§ TASK PROMPT
The copy has to match the records word for word and include no pictures.

Stored items
++++++

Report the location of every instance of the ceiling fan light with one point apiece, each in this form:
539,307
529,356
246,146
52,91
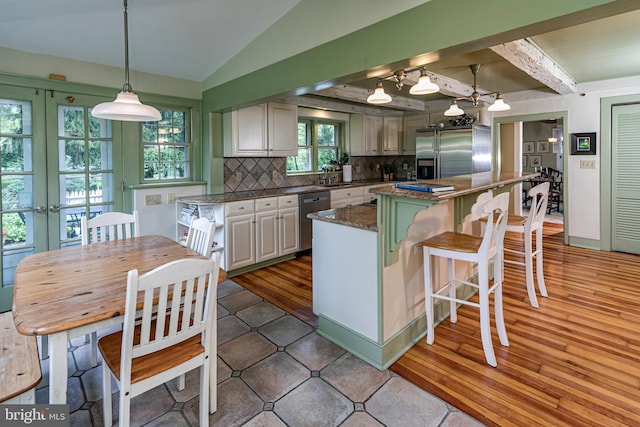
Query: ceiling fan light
454,110
424,86
499,105
379,96
126,107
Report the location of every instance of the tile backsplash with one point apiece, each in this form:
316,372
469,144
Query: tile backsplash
260,173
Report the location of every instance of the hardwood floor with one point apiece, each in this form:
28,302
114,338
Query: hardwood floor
574,361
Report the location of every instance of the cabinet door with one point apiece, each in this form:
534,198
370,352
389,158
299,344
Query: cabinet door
250,131
372,135
240,245
266,235
392,131
283,129
289,233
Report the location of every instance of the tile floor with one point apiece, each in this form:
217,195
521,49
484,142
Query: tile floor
273,370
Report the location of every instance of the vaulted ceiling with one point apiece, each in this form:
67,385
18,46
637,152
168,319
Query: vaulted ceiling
191,39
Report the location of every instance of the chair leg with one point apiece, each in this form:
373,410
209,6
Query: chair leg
485,321
497,295
204,394
428,291
106,397
94,349
453,312
528,267
539,261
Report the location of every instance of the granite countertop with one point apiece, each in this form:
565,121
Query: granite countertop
463,184
272,192
359,216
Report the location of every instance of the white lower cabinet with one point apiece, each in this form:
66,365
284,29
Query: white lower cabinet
240,235
261,229
347,197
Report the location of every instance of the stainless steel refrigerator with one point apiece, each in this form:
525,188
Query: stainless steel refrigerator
446,152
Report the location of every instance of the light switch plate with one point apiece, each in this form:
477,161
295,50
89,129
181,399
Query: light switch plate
152,199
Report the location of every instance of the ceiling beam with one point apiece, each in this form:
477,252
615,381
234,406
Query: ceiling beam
360,95
528,57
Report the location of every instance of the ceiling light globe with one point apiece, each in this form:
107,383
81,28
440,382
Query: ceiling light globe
379,96
454,110
424,86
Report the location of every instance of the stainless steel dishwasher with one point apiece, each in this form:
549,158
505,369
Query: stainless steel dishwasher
311,202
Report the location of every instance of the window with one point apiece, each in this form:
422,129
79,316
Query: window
318,144
167,146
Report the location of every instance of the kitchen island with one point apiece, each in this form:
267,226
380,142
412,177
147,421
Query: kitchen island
368,284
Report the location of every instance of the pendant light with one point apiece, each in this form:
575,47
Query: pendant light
126,106
454,110
424,86
379,96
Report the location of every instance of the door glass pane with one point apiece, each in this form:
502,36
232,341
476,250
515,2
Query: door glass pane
86,169
16,177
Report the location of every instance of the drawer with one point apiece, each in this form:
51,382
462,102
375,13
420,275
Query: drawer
287,201
267,204
238,208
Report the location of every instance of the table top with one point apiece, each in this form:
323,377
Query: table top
67,288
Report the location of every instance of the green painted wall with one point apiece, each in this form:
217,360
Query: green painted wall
425,32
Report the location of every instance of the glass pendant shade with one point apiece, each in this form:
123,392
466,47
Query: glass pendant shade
379,96
424,86
499,105
126,107
454,110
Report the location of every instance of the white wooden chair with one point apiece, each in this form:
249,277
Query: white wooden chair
528,225
200,237
139,358
479,250
102,228
109,226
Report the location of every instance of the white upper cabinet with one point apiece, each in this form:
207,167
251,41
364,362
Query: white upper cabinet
265,130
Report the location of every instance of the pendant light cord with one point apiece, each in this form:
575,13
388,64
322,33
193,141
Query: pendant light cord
126,87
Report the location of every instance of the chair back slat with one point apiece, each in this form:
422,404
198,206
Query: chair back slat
109,226
539,196
169,321
200,237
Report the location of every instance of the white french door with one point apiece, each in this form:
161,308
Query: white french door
57,166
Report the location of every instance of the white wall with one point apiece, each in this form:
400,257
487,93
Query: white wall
161,219
583,108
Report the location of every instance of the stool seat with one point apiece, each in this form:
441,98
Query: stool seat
479,250
457,241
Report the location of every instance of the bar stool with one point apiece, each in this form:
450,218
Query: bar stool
480,250
539,196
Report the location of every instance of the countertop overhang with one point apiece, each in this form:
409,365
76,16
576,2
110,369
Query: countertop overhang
463,184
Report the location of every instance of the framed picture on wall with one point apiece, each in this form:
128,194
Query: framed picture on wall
583,143
543,146
528,147
535,161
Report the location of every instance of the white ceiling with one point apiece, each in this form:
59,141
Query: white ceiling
191,39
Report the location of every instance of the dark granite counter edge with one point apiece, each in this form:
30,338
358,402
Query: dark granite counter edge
360,216
285,191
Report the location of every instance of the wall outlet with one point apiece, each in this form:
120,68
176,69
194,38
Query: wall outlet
152,199
587,164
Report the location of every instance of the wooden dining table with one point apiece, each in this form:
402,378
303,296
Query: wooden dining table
76,290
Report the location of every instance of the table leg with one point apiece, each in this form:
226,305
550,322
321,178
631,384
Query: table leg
58,367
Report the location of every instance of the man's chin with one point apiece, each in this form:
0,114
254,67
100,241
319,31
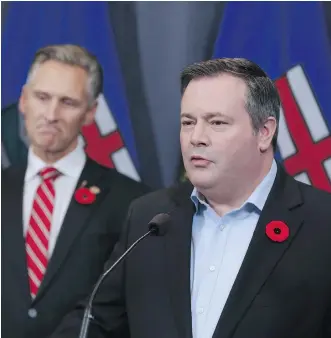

++++++

§ ANSWER BELOW
Report the location of every instance of the ceiling fan light with one point apiece, each in this form:
539,307
529,356
246,146
52,91
Query: ceiling fan light
454,110
424,86
499,105
379,96
126,107
Report the location of every instance of the tile backsplash with one point apiece, each in this form:
316,372
469,144
Query: tile backsplash
260,173
Report the location of every instance of the hardwood floor with one point apiece, each in this form:
28,302
114,338
Query: hardwood floor
574,361
Report the location of every instance of the cabinet door with one point apiece, each in this form:
534,198
370,352
389,158
299,344
Query: cabinet door
250,131
372,135
240,245
266,235
392,131
283,129
289,233
Report the location of every instance of the tile floor with one point apiece, each in this form:
217,195
521,49
484,142
Query: tile floor
273,370
Report the location of every instance of the vaulted ceiling with one point apiece, each in this form:
67,385
18,46
637,152
168,319
Query: vaulted ceiling
191,39
Report the location of every instance of the chair leg with one point apiece, each in this form:
373,410
209,6
Query: chair leg
485,321
497,295
204,394
428,291
106,397
94,349
453,312
528,267
539,261
Report the location of every instance of the granite countertop with one point apiece, each in this form:
565,121
Query: granite countertop
463,184
272,192
359,216
Report the location of every instance of the white lower cabinet with one point apiece, each in this form:
66,365
284,29
Query: white lower cabinet
240,235
261,229
347,197
Report the location of every instance of the stainless steel refrigerator with one point apiece, each in this form:
525,188
Query: stainless steel refrigerator
446,152
Report the location of every instance of the light switch plate with one point apiece, each in this form:
477,161
295,50
89,129
181,399
Query: light switch plate
152,199
Report the location of every instance of the ceiling beam with one point apiece, each in this form:
477,252
615,381
234,406
Query: ceiling beam
360,95
528,57
Report the location of every instance of the ceiling light globe with one point apiece, each in this form:
107,383
81,28
440,382
Query: ceiling light globe
379,96
454,110
424,86
Report the location of every instance of the stainless steel dishwasher with one point apiece, each in this form:
549,158
505,369
Query: stainless steel dishwasher
311,202
Report the location of every instance of the window with one point apiece, each in this form:
422,129
79,316
Query: window
318,144
167,146
Report the location of every instance of the kitchen island with one point apiece, each in this form:
267,226
380,142
412,177
147,421
Query: kitchen island
368,284
Report the location of every instance of the pendant light with one point apiece, each in this form:
575,47
Query: pendant light
126,106
454,110
424,86
379,96
Report the location of every instance of the door glass pane with one point apiece, each in this form:
502,36
232,341
476,250
515,2
Query: door glass pane
86,169
16,177
Report the location of every instance of the drawer with one point apiece, each in this form:
51,382
462,102
375,13
420,275
Query: drawer
287,201
267,204
238,208
Report the location of every instance of the table top with one point apiece, each in this form:
323,377
Query: table top
67,288
Report the location of every instance of the green painted wall with one point apiece, each in this form:
217,360
Query: green painted wall
425,32
Report the location of every instance of the glass pendant shade with one point apiece, each in this form:
123,392
466,47
Query: glass pendant shade
379,96
424,86
499,105
126,107
454,110
Report the location of every instance of the white wooden chair with one point apiece, each in this form:
249,277
Query: white wooden chair
528,225
200,237
139,358
479,250
102,228
109,226
Report the location of every instance of the white upper cabinet with one point apiece, each in this form:
207,167
251,41
364,362
Query: white upper cabinet
265,130
Report the location of every instance of the pendant light cord with one point apiece, each in this form:
575,13
388,64
322,33
193,141
Query: pendant light cord
126,87
Report the location of every instance of the chair back slat with one point apiece, each in this form:
422,404
198,206
Query: chair back slat
109,226
539,196
169,321
200,237
Report the location of every instance of the white french door with one point apiece, each in this form:
161,308
Query: white french door
57,166
Report the location of every instance of the white wall with one point apiece, each in this form:
400,257
487,93
Query: white wall
161,219
583,108
Report the location of every instance of the stool seat with one point apiece, each in this form:
441,98
Query: stool seat
479,250
457,241
Report the location of every instance of the bar stool with one point apiece, each in this form:
450,218
Query: bar stool
480,250
539,196
Report the location of every instance of the countertop overhang with one point apiece, each in this form:
409,365
76,16
576,2
110,369
Query: countertop overhang
463,184
Report the location of every instance of the framed picture on wall with one point apiece, each in this form:
128,194
Query: framed picture on wall
583,143
543,146
528,147
535,161
Report the location of every instance of the white ceiling with one point apiece, each in this form:
59,141
Query: white ceiling
191,39
Report the location of every instance of the dark granite counter edge with one point apiece, each in this form:
30,338
358,402
Query: dark granite counter edge
360,216
285,191
Report the location of every instance of the wall outlet with one point apiece, each in this form:
120,68
176,69
194,38
Query: wall outlet
152,199
587,164
Report the location of every instance of the wooden dining table with one point apiece, each in this form:
402,378
303,296
Query: wooden dining table
76,290
Report the location of every instance of the table leg with one point apiece, each in this form:
226,305
550,322
321,178
631,384
Query: table leg
58,367
Report the location of every instance of the man's chin with one point apiece, each in this form:
0,114
254,67
100,241
319,31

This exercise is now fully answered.